■ **THE TASK**
Work through the entries below line by line and give the number of lines with the string "crowd", nothing else.
[Opening MATERIAL FOR THIS TASK section]
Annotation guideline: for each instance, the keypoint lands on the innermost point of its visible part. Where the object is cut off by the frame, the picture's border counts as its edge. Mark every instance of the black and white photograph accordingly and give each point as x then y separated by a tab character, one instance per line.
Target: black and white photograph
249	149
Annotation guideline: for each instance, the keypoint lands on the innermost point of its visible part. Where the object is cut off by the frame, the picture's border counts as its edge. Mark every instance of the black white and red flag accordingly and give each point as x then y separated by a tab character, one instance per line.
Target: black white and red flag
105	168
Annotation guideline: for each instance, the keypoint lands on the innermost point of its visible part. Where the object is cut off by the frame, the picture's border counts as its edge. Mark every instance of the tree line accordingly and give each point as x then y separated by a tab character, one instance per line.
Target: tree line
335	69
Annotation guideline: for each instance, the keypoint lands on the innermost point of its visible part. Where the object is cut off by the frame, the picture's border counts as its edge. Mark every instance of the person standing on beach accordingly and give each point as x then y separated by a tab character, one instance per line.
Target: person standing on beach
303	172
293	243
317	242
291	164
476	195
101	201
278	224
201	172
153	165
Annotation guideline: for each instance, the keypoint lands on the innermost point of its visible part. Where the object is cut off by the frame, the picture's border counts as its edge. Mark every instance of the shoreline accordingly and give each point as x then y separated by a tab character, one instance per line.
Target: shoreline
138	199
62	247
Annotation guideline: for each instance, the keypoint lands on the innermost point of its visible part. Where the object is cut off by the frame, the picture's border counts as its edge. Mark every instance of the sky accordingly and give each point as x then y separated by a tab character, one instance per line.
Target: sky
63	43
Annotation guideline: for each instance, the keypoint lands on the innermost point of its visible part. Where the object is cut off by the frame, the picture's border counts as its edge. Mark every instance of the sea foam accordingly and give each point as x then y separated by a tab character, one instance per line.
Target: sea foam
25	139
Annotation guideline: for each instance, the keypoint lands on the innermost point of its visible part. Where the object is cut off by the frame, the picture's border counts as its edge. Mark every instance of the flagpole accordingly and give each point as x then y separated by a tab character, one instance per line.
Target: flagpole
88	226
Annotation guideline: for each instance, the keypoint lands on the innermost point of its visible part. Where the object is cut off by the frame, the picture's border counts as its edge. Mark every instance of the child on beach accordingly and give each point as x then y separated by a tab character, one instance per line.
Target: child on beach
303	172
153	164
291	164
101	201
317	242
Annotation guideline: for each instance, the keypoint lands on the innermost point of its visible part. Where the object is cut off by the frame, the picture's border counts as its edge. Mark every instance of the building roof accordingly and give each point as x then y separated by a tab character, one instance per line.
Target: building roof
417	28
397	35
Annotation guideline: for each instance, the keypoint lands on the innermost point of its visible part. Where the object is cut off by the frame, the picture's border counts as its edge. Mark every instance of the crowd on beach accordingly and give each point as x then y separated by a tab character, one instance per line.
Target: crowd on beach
[Closing MATERIAL FOR THIS TASK section]
■ **OUTPUT FOR THIS EXERCISE**
2